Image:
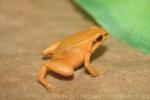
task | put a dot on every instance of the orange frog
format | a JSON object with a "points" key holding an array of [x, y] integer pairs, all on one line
{"points": [[71, 52]]}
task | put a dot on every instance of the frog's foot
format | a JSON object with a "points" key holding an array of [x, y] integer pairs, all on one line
{"points": [[51, 88], [96, 73]]}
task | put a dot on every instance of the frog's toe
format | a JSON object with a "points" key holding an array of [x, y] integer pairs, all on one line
{"points": [[51, 88]]}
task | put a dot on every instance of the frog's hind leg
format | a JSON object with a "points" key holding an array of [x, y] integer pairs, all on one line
{"points": [[57, 67], [49, 51]]}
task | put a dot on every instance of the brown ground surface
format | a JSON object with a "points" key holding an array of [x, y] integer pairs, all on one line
{"points": [[29, 26]]}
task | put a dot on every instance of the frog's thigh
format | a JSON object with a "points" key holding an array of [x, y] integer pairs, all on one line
{"points": [[60, 68]]}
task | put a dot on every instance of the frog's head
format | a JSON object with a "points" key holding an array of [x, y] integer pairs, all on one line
{"points": [[99, 35]]}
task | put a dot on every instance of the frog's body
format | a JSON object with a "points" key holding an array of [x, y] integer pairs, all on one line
{"points": [[70, 53]]}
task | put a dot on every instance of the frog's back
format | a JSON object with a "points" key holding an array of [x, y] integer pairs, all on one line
{"points": [[73, 41]]}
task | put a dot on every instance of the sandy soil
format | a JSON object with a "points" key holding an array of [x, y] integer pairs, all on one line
{"points": [[29, 26]]}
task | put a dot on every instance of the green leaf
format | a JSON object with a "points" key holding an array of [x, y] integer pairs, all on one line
{"points": [[128, 20]]}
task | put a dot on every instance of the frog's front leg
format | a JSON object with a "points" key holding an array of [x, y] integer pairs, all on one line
{"points": [[49, 51], [89, 67]]}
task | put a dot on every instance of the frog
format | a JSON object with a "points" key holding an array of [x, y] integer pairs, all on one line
{"points": [[70, 53]]}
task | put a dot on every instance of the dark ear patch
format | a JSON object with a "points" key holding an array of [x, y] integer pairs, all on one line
{"points": [[99, 38]]}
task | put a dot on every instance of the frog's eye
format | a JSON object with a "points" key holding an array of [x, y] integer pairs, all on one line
{"points": [[99, 38]]}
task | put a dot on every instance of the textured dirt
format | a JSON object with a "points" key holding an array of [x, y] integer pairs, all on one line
{"points": [[29, 26]]}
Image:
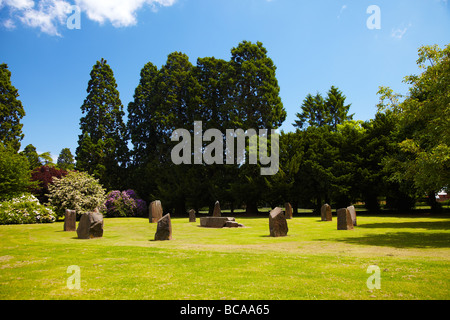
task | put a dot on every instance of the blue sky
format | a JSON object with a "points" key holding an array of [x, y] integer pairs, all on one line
{"points": [[314, 44]]}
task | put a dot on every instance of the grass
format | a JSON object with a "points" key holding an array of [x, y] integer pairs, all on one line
{"points": [[315, 261]]}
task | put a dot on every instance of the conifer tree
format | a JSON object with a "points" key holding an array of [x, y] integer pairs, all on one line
{"points": [[11, 111], [102, 146]]}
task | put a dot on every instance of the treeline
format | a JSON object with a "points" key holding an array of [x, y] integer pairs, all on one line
{"points": [[395, 159]]}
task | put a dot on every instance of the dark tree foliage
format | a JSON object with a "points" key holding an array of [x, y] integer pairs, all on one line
{"points": [[102, 146], [11, 111]]}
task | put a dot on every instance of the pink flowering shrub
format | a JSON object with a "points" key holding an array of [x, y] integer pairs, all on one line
{"points": [[124, 204]]}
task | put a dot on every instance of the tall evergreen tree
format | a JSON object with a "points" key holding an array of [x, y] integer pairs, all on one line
{"points": [[102, 146], [11, 111], [65, 160], [256, 96], [256, 105], [143, 116], [317, 111]]}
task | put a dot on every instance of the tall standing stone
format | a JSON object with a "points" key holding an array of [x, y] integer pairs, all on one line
{"points": [[164, 229], [325, 213], [90, 226], [352, 211], [217, 212], [192, 217], [288, 210], [277, 223], [70, 219], [344, 219], [155, 211]]}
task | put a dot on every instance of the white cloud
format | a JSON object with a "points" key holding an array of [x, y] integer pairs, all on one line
{"points": [[9, 24], [121, 13], [19, 4], [50, 15], [398, 33]]}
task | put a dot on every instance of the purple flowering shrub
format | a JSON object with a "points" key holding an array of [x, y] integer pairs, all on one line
{"points": [[124, 204]]}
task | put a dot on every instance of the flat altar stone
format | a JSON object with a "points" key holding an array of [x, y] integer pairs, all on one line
{"points": [[215, 222]]}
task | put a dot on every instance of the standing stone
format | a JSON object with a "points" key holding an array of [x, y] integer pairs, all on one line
{"points": [[325, 212], [192, 217], [277, 223], [90, 226], [70, 219], [217, 212], [155, 211], [352, 211], [288, 210], [344, 219], [164, 229]]}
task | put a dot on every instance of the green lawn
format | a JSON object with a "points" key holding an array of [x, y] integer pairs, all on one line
{"points": [[315, 261]]}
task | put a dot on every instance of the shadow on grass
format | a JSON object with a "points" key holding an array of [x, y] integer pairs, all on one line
{"points": [[433, 225], [400, 240]]}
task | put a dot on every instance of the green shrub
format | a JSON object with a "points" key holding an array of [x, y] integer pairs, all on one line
{"points": [[25, 209], [14, 174], [76, 191]]}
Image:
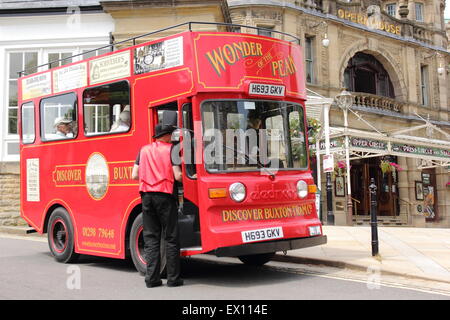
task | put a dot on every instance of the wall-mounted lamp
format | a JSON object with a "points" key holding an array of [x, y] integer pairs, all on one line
{"points": [[440, 70]]}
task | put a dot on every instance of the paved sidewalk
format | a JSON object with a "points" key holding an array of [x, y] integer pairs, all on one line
{"points": [[422, 253], [412, 252]]}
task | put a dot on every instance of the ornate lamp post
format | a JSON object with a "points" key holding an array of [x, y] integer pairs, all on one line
{"points": [[345, 100]]}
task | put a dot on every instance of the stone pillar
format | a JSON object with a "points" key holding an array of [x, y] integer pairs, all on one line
{"points": [[414, 174], [403, 191], [443, 197]]}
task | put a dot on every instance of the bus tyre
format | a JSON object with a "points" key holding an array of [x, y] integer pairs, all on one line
{"points": [[61, 236], [257, 259], [137, 247]]}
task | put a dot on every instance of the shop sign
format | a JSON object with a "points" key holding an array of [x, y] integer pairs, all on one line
{"points": [[36, 86], [368, 143], [374, 21], [159, 56], [115, 66], [334, 143], [69, 78], [420, 150]]}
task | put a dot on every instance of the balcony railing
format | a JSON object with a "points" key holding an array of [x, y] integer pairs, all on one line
{"points": [[379, 102]]}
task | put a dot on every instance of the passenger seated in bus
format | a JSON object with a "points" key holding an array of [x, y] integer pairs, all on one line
{"points": [[63, 128], [123, 124]]}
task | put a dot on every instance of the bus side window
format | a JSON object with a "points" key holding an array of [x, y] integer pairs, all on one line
{"points": [[106, 109], [59, 117], [188, 141], [28, 127]]}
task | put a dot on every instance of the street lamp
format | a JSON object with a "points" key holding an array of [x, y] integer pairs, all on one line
{"points": [[345, 100]]}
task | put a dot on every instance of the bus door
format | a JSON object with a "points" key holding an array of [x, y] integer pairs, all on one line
{"points": [[186, 191]]}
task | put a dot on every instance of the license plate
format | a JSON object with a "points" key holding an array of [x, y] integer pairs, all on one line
{"points": [[266, 89], [262, 234]]}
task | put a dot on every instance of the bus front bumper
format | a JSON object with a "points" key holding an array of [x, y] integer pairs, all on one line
{"points": [[270, 246]]}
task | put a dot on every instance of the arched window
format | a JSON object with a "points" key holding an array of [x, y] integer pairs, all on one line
{"points": [[366, 74]]}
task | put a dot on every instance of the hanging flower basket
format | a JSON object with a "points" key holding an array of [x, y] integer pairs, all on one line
{"points": [[340, 168]]}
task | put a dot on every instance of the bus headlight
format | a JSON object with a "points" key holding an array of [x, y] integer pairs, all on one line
{"points": [[237, 191], [302, 189]]}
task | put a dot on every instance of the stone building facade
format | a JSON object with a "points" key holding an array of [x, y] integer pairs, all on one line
{"points": [[391, 55]]}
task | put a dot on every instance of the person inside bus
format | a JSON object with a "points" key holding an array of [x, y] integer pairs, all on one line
{"points": [[156, 174], [123, 124], [63, 128]]}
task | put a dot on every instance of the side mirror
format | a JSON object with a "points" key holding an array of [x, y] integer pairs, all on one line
{"points": [[176, 135], [169, 118]]}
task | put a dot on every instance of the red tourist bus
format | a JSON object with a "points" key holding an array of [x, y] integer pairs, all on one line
{"points": [[82, 125]]}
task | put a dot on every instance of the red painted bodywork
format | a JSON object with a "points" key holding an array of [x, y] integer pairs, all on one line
{"points": [[215, 66]]}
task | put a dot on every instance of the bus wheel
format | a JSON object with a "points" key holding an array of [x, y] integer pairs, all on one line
{"points": [[257, 259], [61, 236], [137, 247]]}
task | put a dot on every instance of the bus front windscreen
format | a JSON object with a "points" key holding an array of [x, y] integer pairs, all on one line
{"points": [[246, 135]]}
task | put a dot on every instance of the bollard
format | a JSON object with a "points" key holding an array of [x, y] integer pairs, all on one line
{"points": [[373, 216], [329, 188]]}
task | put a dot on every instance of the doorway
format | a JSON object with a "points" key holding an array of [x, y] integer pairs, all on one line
{"points": [[387, 191]]}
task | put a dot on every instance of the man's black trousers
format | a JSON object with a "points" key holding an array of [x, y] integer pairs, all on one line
{"points": [[160, 215]]}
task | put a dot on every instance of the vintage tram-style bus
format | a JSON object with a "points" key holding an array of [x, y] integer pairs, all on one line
{"points": [[82, 124]]}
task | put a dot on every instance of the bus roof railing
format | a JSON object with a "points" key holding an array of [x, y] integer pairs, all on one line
{"points": [[229, 27]]}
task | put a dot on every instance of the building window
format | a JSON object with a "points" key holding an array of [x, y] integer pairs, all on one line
{"points": [[424, 84], [18, 61], [419, 11], [391, 9], [309, 59], [266, 31]]}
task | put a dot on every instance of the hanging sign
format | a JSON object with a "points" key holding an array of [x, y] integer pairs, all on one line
{"points": [[115, 66]]}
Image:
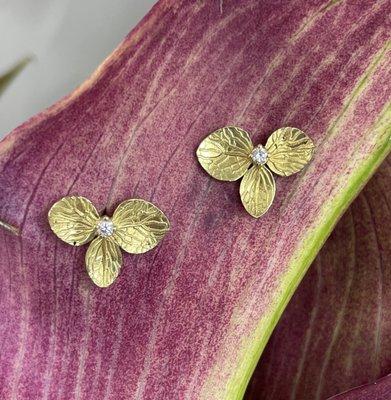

▸ Assignment
The expected output is exactly the lines of the listing above between the line holding "task | put a dot on every instance of the paved" and the line holding "bus front bumper", inclusive.

▸ Solution for this problem
task | put a dot on every instance of the paved sidewalk
format | a JSON object with a "points" key holding an array of [x, y] integer pairs, all on one line
{"points": [[422, 253], [412, 252]]}
task | put a dot on every instance of the ornate lamp post
format | a JSON object with a "points" key holding an array of [x, y] integer pairs, all on one line
{"points": [[345, 100]]}
task | put a dot on every instance of the stone pillar
format | a JSON object with a "points" key holding an array of [x, y] integer pairs, all on one line
{"points": [[414, 174], [403, 191], [443, 197]]}
task | put a dot on every instance of the bus tyre
format | a JSON object with a "points" key holding an array of [x, y] integer pairs, all on one line
{"points": [[61, 236], [257, 259], [137, 247]]}
task | put a dot on every instance of the shop sign
format | a JSON object with a "points" key holding an array of [x, y] integer pairs, all on one line
{"points": [[36, 86], [368, 143], [374, 21], [159, 56], [115, 66], [334, 143], [69, 78], [420, 150]]}
task | put a dot on every instance of the balcony railing
format | a JSON object with a "points" key holding an array of [x, y] integer pairs, all on one line
{"points": [[379, 102]]}
task | put a dot on every instance of the passenger seated in bus
format | a JSON object with a "points" key holding an array of [x, y] integer pairs, all on one line
{"points": [[63, 128], [123, 124]]}
task | put a dot on every instance of the bus side window
format | a JSON object with a "points" key holding an array of [x, y] integer pairs, all on one line
{"points": [[106, 109], [59, 117], [188, 141], [28, 127]]}
task | put a dot on every instance of the street lamp
format | a JSON object with a "points" key holding an array of [x, y] integer pairs, all on one line
{"points": [[345, 100]]}
task | put a dot on every instance of the bus door
format | a JSON object with a "points" key holding an array of [x, y] integer pairs, all on one line
{"points": [[186, 191]]}
task | put a dot on every instance of the license plate
format | a JSON object with a "points" key holding an array of [x, y] integer pairs, all on one line
{"points": [[266, 89], [262, 234]]}
task | put a dot on every instance of the bus front bumper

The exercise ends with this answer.